Lavoro richiesto
Per favore, disponi in un elenco numerato le righe dei record che vanno da quella contenente "# locate teal" fino alla fine dei record, estremi inclusi. Tralascia le righe vuote.

'''

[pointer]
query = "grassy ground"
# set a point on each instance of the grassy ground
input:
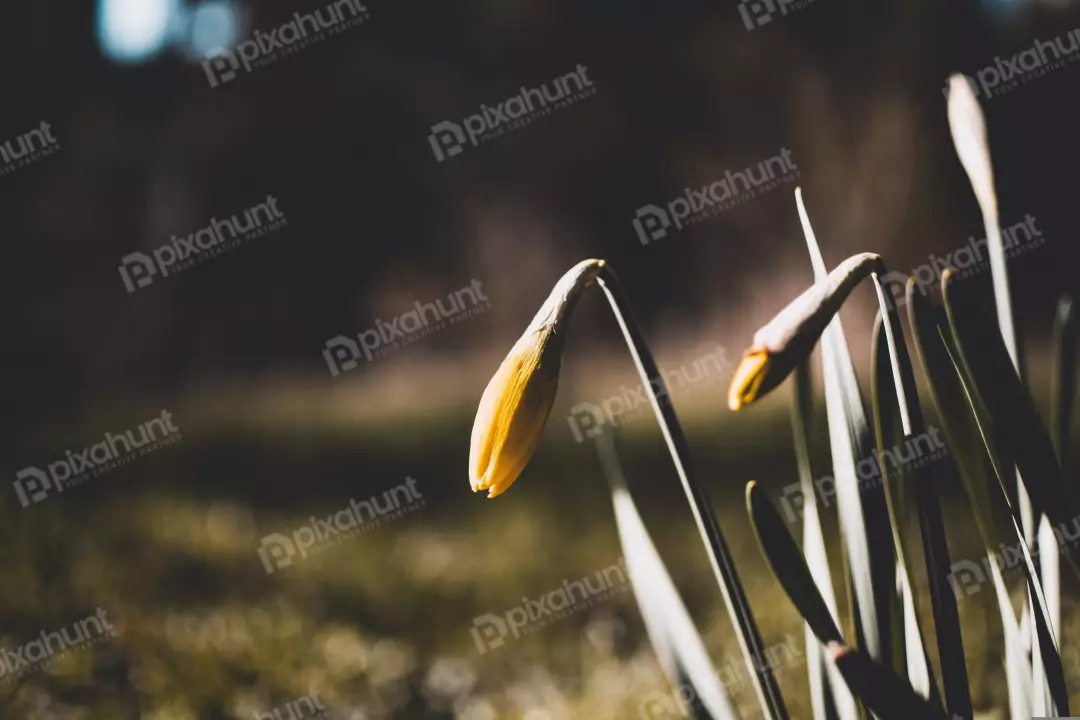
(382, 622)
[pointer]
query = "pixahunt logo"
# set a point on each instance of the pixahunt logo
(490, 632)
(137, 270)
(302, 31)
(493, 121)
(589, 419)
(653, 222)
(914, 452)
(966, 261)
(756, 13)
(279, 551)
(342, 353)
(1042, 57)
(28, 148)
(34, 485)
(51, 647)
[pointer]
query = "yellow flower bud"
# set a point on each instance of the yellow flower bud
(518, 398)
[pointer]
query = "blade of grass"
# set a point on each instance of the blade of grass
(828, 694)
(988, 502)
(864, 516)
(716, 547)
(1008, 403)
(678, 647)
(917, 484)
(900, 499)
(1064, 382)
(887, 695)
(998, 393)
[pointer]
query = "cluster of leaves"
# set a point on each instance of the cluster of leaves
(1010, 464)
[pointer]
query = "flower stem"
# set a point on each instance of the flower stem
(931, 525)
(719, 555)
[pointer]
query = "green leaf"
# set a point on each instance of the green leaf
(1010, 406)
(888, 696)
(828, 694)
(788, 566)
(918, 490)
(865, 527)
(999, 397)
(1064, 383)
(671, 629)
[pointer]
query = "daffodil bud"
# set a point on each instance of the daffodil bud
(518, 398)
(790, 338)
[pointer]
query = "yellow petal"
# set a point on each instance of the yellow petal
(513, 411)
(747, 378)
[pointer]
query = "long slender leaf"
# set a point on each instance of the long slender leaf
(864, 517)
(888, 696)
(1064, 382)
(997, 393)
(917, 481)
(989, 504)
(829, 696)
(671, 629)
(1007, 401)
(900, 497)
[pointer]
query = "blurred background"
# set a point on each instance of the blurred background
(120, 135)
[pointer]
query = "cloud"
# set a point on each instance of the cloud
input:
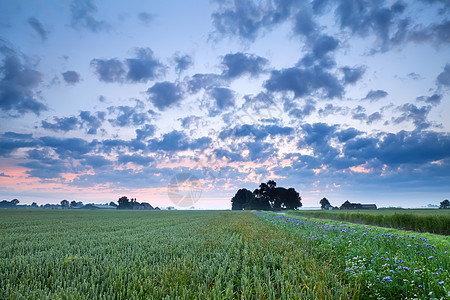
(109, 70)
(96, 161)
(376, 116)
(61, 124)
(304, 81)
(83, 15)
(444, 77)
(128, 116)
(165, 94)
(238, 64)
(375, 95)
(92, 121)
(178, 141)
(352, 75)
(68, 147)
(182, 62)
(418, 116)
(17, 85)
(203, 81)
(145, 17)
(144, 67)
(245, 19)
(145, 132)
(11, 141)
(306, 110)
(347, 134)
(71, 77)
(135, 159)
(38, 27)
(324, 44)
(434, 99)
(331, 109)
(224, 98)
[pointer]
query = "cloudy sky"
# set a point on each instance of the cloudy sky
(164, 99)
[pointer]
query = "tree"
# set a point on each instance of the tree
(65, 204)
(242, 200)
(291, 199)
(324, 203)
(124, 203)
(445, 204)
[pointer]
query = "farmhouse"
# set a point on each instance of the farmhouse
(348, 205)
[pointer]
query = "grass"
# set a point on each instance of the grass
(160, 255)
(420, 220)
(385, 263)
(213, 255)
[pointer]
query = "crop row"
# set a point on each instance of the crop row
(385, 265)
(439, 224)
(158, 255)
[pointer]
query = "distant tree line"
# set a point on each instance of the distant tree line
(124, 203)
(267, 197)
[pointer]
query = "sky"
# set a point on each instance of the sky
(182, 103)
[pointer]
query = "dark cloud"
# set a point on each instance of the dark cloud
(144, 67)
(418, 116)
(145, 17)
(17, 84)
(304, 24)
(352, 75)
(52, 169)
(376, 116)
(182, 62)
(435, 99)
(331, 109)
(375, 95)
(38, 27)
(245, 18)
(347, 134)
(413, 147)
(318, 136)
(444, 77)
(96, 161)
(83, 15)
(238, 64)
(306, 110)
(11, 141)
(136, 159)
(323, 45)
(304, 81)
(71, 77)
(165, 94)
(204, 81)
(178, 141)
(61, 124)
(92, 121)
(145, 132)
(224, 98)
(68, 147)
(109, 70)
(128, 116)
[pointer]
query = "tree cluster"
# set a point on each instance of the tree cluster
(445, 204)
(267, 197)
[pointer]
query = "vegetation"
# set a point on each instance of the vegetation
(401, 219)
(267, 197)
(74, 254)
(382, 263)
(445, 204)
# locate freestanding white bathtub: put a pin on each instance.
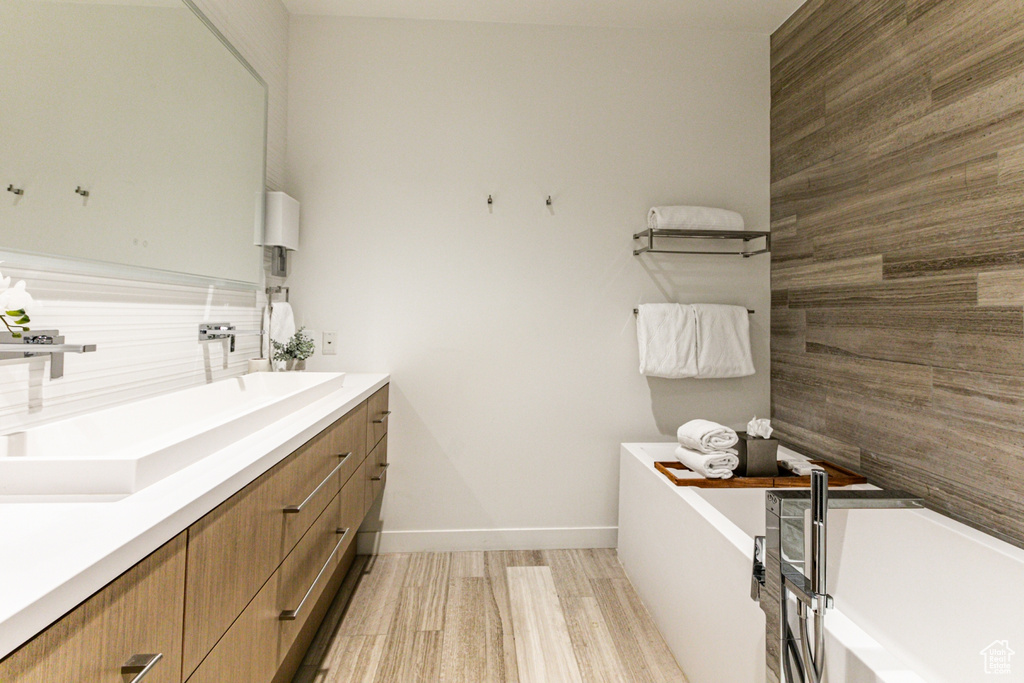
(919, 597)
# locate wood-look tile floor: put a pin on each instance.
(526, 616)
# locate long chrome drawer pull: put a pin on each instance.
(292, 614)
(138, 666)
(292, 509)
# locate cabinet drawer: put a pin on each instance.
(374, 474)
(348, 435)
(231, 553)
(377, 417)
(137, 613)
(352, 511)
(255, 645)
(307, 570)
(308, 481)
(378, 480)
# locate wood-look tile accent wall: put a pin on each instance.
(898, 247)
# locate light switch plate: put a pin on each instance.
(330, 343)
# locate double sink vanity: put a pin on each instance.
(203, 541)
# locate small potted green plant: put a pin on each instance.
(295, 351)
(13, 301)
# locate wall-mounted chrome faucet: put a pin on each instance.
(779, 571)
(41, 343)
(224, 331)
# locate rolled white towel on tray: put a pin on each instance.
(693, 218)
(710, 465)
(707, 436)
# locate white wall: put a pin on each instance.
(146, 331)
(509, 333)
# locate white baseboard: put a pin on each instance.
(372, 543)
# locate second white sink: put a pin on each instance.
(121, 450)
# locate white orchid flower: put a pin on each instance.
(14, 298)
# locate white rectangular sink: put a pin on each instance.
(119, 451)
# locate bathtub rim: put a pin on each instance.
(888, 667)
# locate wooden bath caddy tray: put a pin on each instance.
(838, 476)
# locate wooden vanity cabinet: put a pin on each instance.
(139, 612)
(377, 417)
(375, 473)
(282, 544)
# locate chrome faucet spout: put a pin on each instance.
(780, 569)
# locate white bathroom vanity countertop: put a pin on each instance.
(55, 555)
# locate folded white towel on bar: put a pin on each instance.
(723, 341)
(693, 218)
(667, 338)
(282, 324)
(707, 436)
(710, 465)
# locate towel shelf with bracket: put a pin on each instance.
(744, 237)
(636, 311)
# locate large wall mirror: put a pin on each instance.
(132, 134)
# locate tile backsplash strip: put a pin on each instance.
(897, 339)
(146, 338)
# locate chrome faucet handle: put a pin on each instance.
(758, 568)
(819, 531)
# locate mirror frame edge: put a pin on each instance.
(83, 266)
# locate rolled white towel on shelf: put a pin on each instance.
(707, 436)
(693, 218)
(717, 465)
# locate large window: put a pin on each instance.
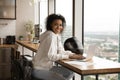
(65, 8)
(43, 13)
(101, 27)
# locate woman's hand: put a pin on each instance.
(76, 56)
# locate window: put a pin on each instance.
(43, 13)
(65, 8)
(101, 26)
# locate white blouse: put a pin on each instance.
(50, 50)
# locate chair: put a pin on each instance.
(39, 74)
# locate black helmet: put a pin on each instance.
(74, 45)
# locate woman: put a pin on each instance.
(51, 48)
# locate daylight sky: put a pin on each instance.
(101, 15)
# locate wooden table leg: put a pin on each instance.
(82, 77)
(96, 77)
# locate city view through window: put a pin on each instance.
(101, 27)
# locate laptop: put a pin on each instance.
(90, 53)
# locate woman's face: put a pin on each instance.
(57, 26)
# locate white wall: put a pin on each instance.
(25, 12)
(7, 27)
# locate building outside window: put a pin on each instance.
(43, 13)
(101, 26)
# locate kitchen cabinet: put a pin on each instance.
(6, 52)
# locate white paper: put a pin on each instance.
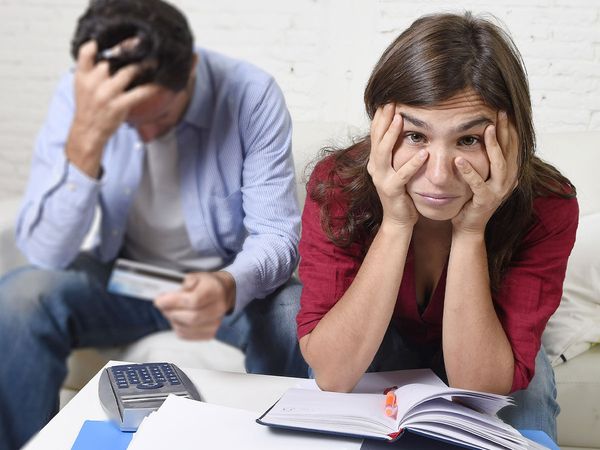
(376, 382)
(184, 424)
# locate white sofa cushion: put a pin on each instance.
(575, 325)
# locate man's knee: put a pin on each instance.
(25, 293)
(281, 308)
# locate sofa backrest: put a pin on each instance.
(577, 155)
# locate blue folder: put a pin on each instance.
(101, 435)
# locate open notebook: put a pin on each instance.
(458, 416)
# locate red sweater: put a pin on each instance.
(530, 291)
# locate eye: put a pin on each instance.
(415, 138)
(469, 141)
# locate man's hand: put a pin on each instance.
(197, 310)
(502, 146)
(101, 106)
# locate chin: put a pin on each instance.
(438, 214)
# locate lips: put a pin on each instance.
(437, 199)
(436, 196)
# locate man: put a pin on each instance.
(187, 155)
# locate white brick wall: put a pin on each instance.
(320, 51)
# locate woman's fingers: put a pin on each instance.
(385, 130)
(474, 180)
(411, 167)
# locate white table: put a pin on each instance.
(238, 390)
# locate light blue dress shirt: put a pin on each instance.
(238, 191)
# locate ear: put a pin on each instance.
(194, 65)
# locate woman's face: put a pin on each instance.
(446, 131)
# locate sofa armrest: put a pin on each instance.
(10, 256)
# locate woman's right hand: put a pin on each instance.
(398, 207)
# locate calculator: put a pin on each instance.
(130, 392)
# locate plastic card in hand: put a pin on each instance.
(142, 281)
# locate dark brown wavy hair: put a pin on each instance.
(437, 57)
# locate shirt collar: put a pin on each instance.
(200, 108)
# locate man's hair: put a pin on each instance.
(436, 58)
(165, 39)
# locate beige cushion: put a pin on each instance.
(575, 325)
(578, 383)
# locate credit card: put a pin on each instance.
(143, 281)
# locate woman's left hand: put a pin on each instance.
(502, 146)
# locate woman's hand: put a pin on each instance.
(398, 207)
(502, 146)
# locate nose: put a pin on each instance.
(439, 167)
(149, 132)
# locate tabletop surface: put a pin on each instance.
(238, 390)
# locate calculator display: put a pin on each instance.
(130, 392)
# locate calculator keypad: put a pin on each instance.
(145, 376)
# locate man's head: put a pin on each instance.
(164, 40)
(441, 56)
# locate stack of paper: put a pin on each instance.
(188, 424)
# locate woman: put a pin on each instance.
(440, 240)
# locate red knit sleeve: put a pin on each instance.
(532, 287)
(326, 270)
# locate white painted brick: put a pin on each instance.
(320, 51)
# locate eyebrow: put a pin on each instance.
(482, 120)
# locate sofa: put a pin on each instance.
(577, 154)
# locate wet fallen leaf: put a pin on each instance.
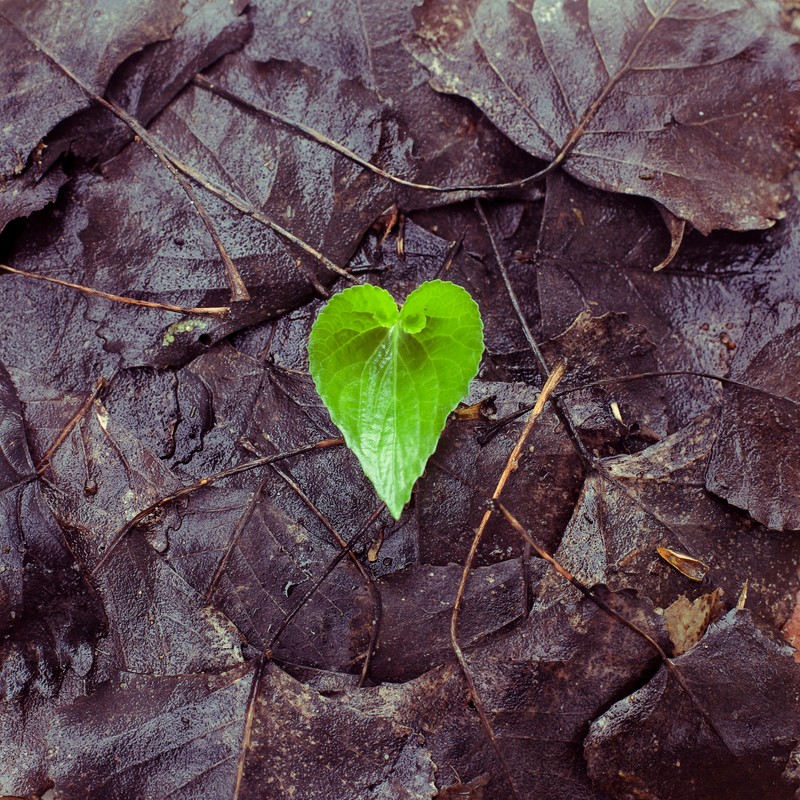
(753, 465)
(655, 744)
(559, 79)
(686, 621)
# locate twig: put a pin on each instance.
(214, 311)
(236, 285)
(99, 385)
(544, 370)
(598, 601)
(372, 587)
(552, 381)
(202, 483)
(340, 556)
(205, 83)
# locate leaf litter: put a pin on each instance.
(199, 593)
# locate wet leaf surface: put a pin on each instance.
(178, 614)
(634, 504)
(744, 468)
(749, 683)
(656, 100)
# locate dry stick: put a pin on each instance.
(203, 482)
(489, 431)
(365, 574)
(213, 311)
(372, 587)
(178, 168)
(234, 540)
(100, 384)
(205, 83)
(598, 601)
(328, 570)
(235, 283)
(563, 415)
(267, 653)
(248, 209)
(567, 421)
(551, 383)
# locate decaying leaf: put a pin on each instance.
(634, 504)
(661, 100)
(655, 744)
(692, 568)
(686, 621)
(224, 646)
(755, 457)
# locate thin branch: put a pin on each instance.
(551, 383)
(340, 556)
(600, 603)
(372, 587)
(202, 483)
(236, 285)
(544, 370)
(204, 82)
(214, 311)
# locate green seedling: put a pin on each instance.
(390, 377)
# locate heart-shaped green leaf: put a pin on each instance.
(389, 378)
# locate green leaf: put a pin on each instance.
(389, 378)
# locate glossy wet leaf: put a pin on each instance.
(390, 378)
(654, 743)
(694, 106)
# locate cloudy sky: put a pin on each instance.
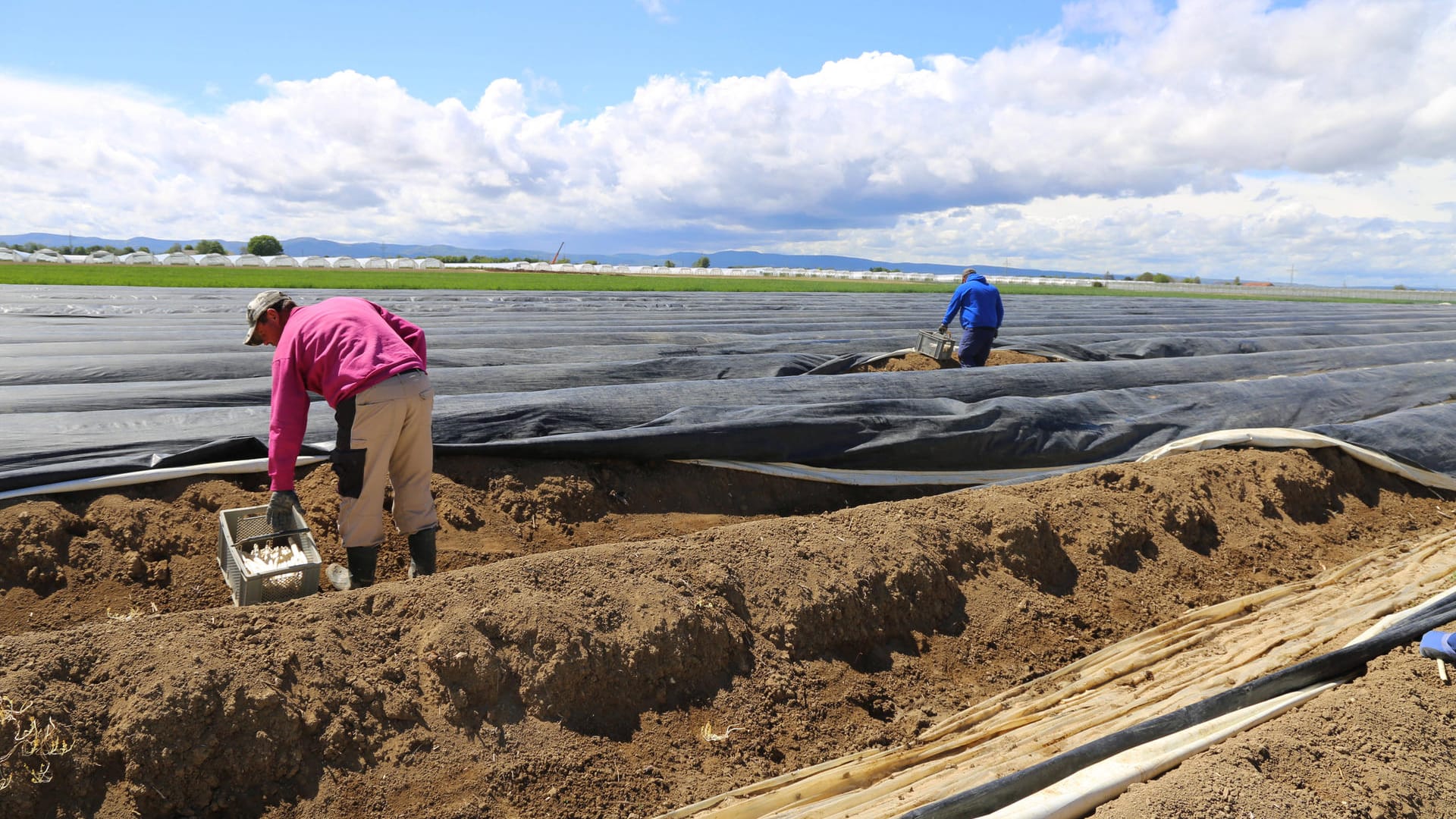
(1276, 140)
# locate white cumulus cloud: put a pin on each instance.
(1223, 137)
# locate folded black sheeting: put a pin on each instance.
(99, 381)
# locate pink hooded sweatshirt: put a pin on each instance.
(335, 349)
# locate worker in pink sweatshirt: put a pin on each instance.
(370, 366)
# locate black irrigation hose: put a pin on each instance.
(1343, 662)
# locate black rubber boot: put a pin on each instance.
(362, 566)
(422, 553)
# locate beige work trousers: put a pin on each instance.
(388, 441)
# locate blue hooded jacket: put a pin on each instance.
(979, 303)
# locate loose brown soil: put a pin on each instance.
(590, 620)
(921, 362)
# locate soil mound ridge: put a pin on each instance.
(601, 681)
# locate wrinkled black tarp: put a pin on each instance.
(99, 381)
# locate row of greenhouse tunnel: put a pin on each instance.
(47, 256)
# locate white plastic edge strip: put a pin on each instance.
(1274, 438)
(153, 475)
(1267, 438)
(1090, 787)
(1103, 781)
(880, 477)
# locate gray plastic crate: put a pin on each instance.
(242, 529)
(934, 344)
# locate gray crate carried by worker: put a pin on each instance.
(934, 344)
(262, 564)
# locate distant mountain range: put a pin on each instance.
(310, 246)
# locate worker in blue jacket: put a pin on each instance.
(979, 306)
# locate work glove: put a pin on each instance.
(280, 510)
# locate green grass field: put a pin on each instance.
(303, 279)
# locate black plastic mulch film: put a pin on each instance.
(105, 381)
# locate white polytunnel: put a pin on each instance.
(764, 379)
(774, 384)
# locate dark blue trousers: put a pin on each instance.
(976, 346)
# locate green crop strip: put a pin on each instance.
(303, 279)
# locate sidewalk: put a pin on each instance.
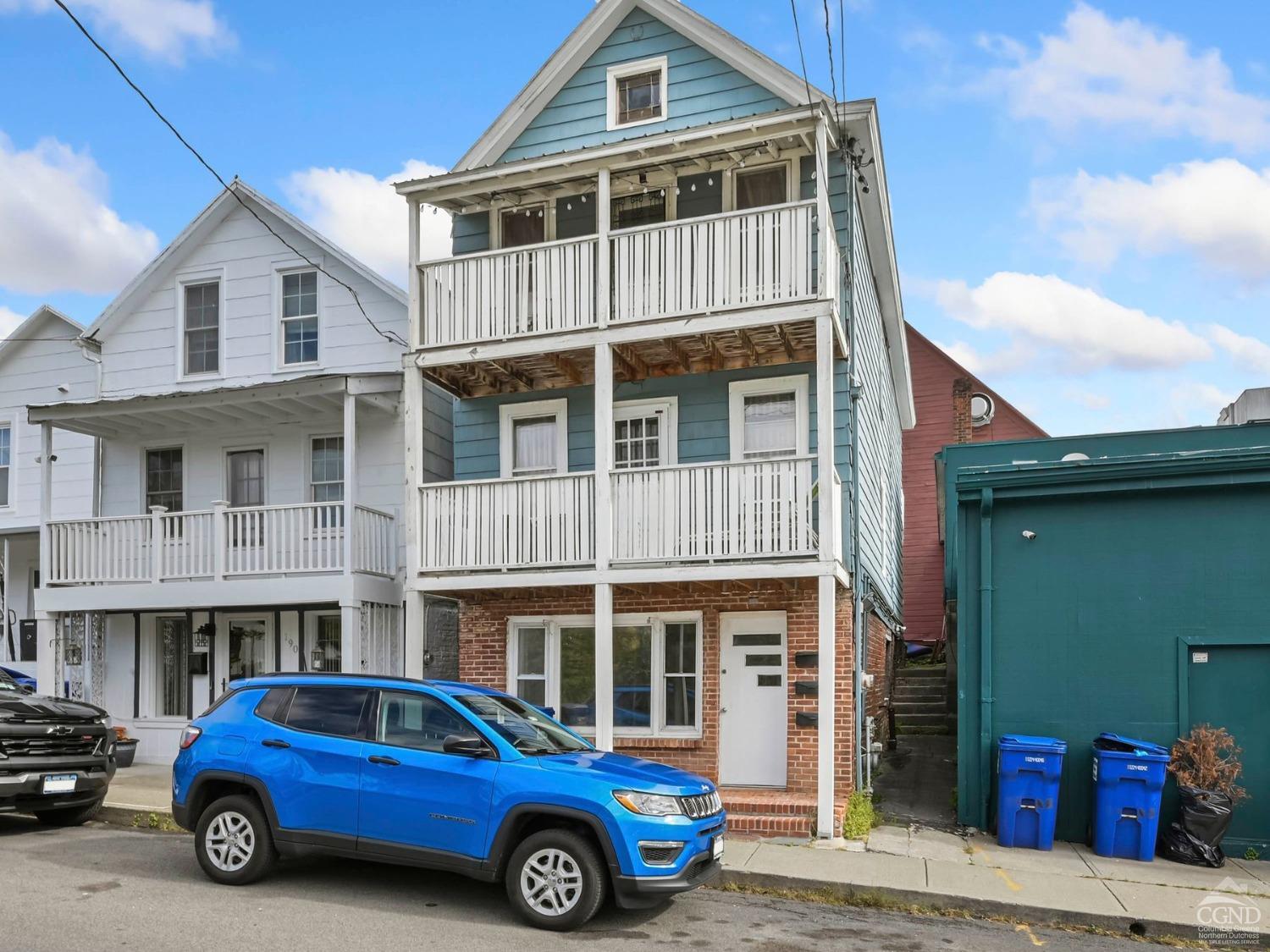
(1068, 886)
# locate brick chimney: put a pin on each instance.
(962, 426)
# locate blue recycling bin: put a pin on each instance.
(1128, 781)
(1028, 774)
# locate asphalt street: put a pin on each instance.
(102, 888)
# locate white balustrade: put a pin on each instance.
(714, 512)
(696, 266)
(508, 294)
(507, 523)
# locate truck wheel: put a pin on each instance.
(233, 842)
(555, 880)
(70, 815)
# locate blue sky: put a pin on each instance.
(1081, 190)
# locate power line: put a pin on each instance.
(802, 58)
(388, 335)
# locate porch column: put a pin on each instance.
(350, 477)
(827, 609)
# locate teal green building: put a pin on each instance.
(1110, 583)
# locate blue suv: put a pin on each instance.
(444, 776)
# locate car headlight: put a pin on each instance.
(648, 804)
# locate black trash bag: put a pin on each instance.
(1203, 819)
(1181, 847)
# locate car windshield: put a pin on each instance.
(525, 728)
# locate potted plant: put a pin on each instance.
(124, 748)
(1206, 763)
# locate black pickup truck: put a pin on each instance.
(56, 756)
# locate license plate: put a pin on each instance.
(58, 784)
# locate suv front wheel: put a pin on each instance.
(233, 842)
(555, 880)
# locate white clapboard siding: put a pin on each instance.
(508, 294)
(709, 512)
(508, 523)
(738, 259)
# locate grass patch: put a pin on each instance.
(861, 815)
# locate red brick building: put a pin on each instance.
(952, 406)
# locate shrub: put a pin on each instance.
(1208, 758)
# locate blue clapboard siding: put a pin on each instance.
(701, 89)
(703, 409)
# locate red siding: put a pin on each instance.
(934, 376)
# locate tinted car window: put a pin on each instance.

'''

Il risultato
1. # locate teal green building: put a pin on each instance.
2. (1110, 583)
3. # locate blue suv: put a pin on each instance.
4. (444, 776)
5. # locate car headlight: put a pin on each instance.
6. (648, 804)
7. # locate black trash bag: put a pin on each instance.
8. (1203, 819)
9. (1181, 847)
10. # locate car windshield: put a pin on each instance.
11. (525, 728)
12. # locate potted plant: put a pin on each instance.
13. (124, 748)
14. (1206, 763)
15. # locate black pickup truck: put a pin on each instance.
16. (56, 756)
17. # locate license plate: put a pin on each instance.
18. (58, 784)
19. # locate suv front wheel: put a pin on each instance.
20. (233, 842)
21. (555, 880)
22. # locate white clapboard siding: put a pin on each instance.
23. (508, 294)
24. (709, 512)
25. (508, 523)
26. (738, 259)
27. # locate grass patch: put a pin on each instance.
28. (861, 815)
29. # locate red brick building: put a pin on each instance.
30. (952, 406)
31. # locate shrub: put a pin on each instance.
32. (1208, 758)
33. # locate blue clapboard siding: put a pin on each instance.
34. (701, 89)
35. (703, 409)
36. # locate red siding: put a pin on each instance.
37. (934, 376)
38. # locate tinted car window: put a pin on each instance.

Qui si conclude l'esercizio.